_What needs to be done_
Rewrite the stretch of material from its start through the line containing "[163,100,197,115]", keeping every line, with each bounding-box coordinate multiplied by 0.35 and rounded to a whole number, halves rounded up.

## begin

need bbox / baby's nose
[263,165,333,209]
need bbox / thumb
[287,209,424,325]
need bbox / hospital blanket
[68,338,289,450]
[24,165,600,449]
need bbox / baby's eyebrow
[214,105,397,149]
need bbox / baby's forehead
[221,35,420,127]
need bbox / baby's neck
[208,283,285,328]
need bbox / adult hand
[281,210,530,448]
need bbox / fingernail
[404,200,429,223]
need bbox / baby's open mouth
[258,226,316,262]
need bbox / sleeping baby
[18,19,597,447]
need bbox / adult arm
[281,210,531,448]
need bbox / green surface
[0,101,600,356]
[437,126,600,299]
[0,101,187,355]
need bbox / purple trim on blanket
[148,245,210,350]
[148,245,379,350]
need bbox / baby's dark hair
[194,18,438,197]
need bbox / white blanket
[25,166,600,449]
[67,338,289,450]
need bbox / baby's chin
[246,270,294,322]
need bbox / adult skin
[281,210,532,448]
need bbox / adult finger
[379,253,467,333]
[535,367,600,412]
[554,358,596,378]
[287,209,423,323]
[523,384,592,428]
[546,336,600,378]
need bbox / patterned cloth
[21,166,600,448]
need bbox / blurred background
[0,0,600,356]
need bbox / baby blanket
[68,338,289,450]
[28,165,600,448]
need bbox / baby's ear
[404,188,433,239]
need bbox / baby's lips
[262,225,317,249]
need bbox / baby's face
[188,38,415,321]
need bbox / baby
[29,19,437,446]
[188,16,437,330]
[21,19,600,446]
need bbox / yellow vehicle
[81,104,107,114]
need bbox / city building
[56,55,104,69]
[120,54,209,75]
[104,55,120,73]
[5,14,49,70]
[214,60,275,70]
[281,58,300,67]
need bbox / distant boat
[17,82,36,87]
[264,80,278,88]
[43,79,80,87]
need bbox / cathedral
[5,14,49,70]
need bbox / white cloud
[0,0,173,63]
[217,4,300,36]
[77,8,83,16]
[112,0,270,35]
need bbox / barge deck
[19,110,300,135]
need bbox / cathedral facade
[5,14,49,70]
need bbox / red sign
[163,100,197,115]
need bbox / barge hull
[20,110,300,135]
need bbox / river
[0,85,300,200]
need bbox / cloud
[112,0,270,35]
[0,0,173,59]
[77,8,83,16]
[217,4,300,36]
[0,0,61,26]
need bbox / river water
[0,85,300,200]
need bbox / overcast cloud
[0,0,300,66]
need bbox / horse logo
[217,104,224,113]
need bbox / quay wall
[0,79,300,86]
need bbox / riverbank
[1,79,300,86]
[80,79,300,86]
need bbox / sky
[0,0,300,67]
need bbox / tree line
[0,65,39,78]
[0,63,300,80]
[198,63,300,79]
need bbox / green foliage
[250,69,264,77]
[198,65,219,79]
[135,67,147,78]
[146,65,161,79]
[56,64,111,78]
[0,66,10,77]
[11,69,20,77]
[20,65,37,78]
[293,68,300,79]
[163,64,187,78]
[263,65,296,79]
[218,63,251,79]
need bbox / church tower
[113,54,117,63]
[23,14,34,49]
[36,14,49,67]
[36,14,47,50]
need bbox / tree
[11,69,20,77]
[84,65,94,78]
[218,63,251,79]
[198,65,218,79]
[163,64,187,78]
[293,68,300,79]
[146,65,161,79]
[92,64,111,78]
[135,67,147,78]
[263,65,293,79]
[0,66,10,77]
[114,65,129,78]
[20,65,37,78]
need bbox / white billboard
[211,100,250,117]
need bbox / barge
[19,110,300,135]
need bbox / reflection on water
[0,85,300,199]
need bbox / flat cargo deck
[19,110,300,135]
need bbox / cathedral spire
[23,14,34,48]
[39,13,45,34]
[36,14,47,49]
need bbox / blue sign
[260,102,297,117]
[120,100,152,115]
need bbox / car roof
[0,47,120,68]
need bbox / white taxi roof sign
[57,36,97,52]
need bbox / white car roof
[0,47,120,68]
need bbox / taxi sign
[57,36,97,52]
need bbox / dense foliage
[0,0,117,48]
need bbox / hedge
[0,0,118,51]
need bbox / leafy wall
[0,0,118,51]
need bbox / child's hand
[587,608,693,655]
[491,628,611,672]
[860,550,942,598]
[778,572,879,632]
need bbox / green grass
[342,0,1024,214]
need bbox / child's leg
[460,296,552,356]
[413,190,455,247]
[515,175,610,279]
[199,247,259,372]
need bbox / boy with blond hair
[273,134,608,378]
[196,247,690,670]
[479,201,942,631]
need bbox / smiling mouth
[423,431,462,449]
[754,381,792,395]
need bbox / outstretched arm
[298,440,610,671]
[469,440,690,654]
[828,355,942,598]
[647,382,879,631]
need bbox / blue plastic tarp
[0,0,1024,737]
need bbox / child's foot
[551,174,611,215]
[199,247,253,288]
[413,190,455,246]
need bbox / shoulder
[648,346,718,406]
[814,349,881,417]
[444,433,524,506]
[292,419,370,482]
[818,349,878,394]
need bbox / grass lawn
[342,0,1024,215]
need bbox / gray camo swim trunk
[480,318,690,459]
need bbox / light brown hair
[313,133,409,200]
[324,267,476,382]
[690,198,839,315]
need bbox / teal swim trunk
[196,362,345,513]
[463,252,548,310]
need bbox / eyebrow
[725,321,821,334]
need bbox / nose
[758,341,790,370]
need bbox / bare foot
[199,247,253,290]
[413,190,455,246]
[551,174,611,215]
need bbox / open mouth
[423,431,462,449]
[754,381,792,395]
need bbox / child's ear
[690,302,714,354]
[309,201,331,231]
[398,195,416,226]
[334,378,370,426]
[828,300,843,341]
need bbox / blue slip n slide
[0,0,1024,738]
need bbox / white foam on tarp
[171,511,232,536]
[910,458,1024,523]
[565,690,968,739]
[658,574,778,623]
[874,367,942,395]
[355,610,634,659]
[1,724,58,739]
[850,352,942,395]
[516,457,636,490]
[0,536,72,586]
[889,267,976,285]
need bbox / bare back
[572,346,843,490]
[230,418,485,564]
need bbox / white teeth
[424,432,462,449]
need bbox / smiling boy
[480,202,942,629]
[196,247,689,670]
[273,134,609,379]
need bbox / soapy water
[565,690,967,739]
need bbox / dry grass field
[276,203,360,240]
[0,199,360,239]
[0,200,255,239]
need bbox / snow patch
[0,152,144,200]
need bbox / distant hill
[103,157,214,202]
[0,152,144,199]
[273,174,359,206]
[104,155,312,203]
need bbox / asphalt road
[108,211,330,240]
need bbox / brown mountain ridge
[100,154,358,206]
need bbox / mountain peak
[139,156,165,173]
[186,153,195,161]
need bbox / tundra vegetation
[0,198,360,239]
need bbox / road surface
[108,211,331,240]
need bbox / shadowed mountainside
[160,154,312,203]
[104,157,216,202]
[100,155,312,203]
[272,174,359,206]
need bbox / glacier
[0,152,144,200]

## end

_Task result_
need bbox / baby's nose
[92,58,117,73]
need bbox / thumb
[100,73,148,114]
need bbox / hospital blanket
[24,118,101,158]
[8,58,210,157]
need bbox / baby's eyebrow
[75,37,139,52]
need bbox / baby's forehead
[77,12,147,44]
need bbox / baby's neck
[73,99,100,115]
need bbox / adult hand
[98,74,186,157]
need bbox / fingernail
[141,70,150,78]
need bbox / baby's open mouth
[90,79,111,92]
need bbox / sleeping baby
[6,7,209,156]
need bbox / adult arm
[98,74,186,157]
need bbox / green surface
[0,35,210,125]
[153,44,210,105]
[0,35,65,124]
need bbox / purple trim on blanket
[52,86,74,123]
[52,86,133,123]
need bbox / baby's dark hair
[68,6,153,69]
need bbox / white blanket
[9,58,210,157]
[23,118,101,158]
need bbox / baby's chin
[86,95,103,113]
need bbox / adult skin
[98,74,186,157]
need bbox / adult finger
[133,89,163,117]
[187,128,210,144]
[194,125,209,132]
[100,73,148,113]
[183,134,207,150]
[191,118,210,132]
need bbox / patterned cloth
[7,58,210,157]
need bbox / blurred background
[0,0,210,125]
need bbox / baby blanket
[24,118,101,158]
[10,58,210,157]
need bbox / baby's ear
[141,66,152,84]
need bbox / baby's lips
[92,79,111,87]
need bbox / baby's face
[66,13,145,112]
need bbox / baby
[10,7,153,156]
[66,6,153,116]
[7,7,210,156]
need bbox / yellow vehicle
[28,36,37,40]
need bbox / city building
[20,19,36,24]
[42,19,73,26]
[36,19,42,26]
[2,5,17,25]
[75,21,96,25]
[98,20,105,23]
need bbox / distant boat
[6,29,13,30]
[92,28,97,31]
[15,28,28,30]
need bbox / cathedral
[2,5,17,25]
need bbox / white cloud
[0,0,61,22]
[76,1,105,13]
[27,3,29,6]
[39,0,95,12]
need bbox / barge deck
[7,39,105,47]
need bbox / cathedral facade
[2,5,17,25]
need bbox / red sign
[57,35,69,40]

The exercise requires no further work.